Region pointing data
↓
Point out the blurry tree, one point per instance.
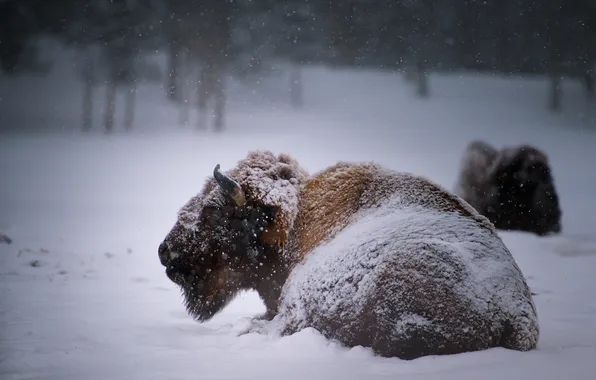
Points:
(299, 41)
(18, 29)
(199, 35)
(112, 36)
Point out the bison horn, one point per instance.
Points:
(229, 186)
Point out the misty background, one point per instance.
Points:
(83, 63)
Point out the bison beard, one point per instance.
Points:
(365, 255)
(513, 187)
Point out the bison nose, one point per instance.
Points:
(163, 253)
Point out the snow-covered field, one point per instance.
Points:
(82, 292)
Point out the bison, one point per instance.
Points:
(513, 187)
(364, 254)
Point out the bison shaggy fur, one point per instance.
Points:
(513, 187)
(363, 254)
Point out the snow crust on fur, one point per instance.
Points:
(265, 178)
(411, 237)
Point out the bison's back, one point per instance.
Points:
(410, 281)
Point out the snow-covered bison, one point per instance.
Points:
(512, 187)
(365, 255)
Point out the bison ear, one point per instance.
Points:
(229, 186)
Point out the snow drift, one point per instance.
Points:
(370, 257)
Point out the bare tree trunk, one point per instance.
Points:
(183, 88)
(203, 93)
(87, 104)
(589, 84)
(172, 90)
(555, 88)
(422, 80)
(296, 98)
(131, 96)
(110, 106)
(220, 101)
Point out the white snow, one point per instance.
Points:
(82, 292)
(337, 281)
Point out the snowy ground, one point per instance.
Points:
(82, 293)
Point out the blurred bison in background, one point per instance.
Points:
(512, 187)
(365, 255)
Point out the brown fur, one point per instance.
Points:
(213, 262)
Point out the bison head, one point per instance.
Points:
(228, 238)
(526, 195)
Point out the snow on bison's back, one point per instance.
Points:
(410, 278)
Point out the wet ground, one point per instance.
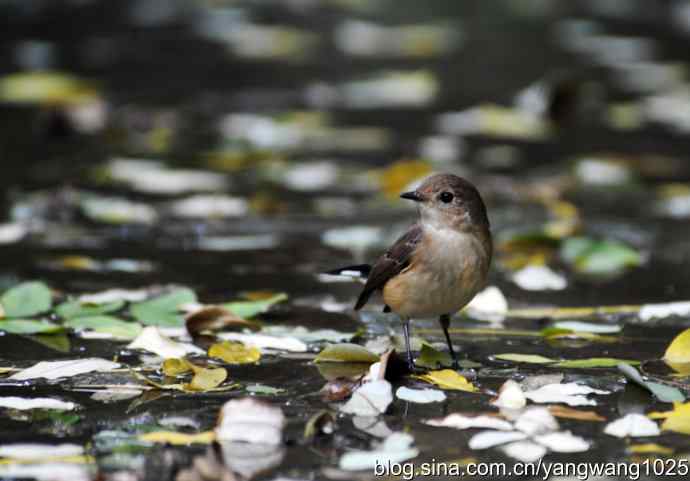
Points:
(309, 163)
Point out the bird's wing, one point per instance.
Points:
(391, 263)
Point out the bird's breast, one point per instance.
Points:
(445, 273)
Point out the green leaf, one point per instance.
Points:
(249, 309)
(107, 325)
(346, 353)
(28, 326)
(663, 392)
(162, 310)
(594, 362)
(598, 257)
(433, 359)
(527, 358)
(70, 309)
(26, 299)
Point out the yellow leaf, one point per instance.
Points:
(174, 367)
(677, 420)
(172, 437)
(649, 448)
(679, 349)
(448, 379)
(401, 174)
(234, 352)
(205, 379)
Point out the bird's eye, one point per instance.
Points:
(446, 197)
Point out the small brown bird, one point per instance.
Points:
(440, 263)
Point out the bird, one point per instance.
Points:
(441, 261)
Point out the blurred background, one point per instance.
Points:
(249, 144)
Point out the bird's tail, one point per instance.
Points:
(360, 271)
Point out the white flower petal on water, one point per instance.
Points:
(58, 369)
(262, 341)
(536, 420)
(489, 439)
(38, 451)
(252, 421)
(539, 278)
(563, 442)
(580, 326)
(152, 340)
(460, 421)
(489, 304)
(422, 396)
(396, 448)
(632, 425)
(370, 399)
(572, 394)
(525, 451)
(510, 396)
(655, 311)
(22, 403)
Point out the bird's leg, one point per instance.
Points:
(445, 322)
(406, 333)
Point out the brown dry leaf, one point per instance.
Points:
(213, 318)
(234, 352)
(570, 413)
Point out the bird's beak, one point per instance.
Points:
(414, 195)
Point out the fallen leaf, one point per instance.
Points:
(178, 439)
(572, 394)
(396, 448)
(251, 421)
(370, 399)
(163, 310)
(58, 369)
(22, 404)
(460, 421)
(632, 425)
(594, 362)
(26, 299)
(150, 339)
(346, 353)
(663, 392)
(677, 420)
(679, 349)
(422, 396)
(526, 358)
(234, 353)
(568, 413)
(448, 379)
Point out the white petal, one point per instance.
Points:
(632, 425)
(420, 395)
(370, 399)
(563, 442)
(525, 451)
(488, 439)
(459, 421)
(150, 339)
(58, 369)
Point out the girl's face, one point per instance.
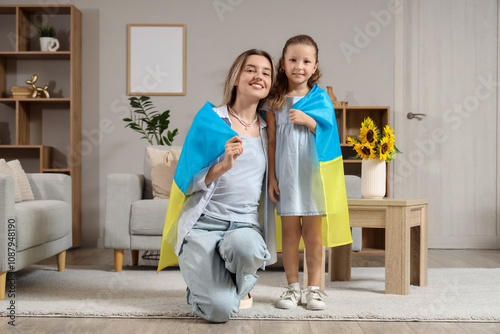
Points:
(299, 63)
(254, 79)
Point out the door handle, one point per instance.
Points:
(411, 115)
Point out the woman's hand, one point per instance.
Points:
(274, 191)
(299, 117)
(232, 150)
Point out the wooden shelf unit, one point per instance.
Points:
(349, 123)
(20, 54)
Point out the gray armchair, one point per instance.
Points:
(32, 231)
(134, 220)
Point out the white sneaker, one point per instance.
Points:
(314, 299)
(289, 299)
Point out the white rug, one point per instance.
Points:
(137, 292)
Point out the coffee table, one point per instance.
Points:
(405, 224)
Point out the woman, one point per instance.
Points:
(218, 233)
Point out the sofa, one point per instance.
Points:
(36, 229)
(134, 219)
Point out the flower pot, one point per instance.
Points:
(373, 178)
(49, 44)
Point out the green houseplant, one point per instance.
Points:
(145, 119)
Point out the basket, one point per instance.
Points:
(336, 104)
(21, 92)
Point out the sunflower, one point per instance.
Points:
(371, 144)
(365, 151)
(386, 149)
(389, 133)
(369, 132)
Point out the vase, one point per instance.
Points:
(373, 177)
(49, 44)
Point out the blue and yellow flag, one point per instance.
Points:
(336, 230)
(205, 142)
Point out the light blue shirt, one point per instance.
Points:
(237, 195)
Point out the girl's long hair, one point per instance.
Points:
(229, 94)
(277, 96)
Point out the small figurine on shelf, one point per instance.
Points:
(37, 91)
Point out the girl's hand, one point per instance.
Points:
(232, 150)
(298, 117)
(274, 190)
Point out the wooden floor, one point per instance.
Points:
(103, 259)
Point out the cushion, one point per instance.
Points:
(24, 183)
(40, 222)
(6, 169)
(147, 217)
(163, 165)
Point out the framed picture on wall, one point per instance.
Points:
(156, 59)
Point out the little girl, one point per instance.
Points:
(295, 181)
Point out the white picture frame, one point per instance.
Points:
(156, 59)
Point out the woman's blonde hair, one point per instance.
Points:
(229, 94)
(277, 96)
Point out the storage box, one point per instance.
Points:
(21, 92)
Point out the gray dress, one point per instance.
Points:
(297, 167)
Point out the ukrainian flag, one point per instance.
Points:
(204, 143)
(336, 230)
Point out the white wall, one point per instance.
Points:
(364, 71)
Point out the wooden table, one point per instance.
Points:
(405, 223)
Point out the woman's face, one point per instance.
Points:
(255, 78)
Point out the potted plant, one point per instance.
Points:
(149, 122)
(375, 148)
(47, 35)
(47, 31)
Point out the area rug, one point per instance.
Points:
(138, 292)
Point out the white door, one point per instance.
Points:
↑
**EXERCISE**: Check each line above for the string "shelf" and return those that contain it.

**EXERCISE OUTPUT**:
Point out the wooden shelf unit, one point per instance.
Point out the small figurine on shelf, one point per instance.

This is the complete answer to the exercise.